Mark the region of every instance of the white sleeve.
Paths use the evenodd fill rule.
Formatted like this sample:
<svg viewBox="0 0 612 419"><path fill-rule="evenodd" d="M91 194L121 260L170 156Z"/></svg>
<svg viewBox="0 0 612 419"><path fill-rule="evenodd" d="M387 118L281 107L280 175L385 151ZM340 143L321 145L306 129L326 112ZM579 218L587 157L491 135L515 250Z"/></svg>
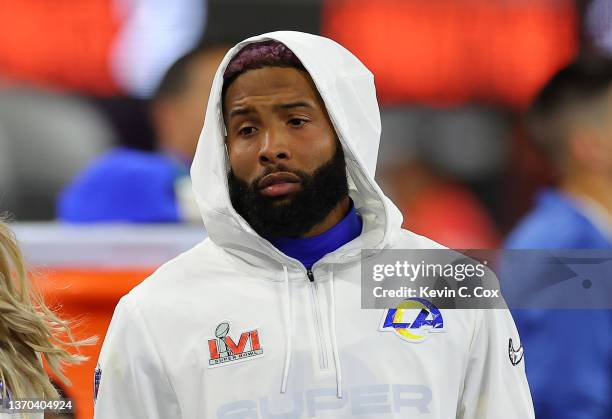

# # # # #

__STATED PROBLEM__: Reproduce every line of the records above word for word, leaving out the pictures.

__RESULT OF THIS EXERCISE__:
Mark the region of every instance of the white sleeve.
Paths use the evenodd fill rule.
Formatted like this sample:
<svg viewBox="0 0 612 419"><path fill-rule="evenodd" d="M91 194L121 260L170 156Z"/></svg>
<svg viewBox="0 0 612 419"><path fill-rule="evenodd" d="M387 118L281 107L280 175L385 151ZM340 143L321 145L306 129L326 112ZM579 218L587 157L491 135L515 250Z"/></svg>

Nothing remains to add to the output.